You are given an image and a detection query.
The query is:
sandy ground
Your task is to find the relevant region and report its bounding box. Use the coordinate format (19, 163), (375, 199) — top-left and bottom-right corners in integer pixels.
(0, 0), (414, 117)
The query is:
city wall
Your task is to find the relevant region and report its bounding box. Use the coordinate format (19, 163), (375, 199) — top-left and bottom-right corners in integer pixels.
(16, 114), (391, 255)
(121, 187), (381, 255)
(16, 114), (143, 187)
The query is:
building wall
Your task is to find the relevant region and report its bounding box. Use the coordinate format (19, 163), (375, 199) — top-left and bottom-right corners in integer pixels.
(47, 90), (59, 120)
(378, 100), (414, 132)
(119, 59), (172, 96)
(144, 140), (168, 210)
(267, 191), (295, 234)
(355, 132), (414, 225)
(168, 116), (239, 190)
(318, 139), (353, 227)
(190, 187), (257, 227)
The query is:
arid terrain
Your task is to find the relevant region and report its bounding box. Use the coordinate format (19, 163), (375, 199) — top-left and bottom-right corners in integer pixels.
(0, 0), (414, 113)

* * *

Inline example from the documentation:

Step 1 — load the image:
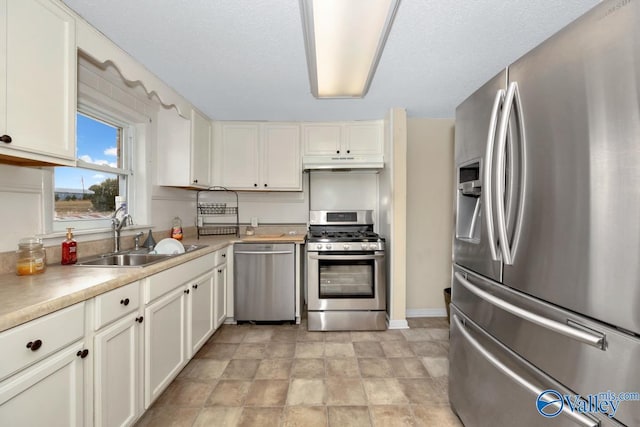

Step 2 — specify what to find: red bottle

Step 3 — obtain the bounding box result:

:: GOAL ::
Turn the records into a numbered list, skipping any blank lines. Begin at the line that has "You are given an image and a detection query." and stop after the line that has "(0, 0), (414, 117)".

:: SOLUTION TO THIS EXERCISE ::
1. You are given an image and a detection query.
2. The query is:
3. sandy ground
4. Your task is to find the relevant region and report its bounding box. Use the coordinate format (19, 163), (375, 199) — top-left and bottom-right corners in integer pixels.
5. (0, 0), (414, 117)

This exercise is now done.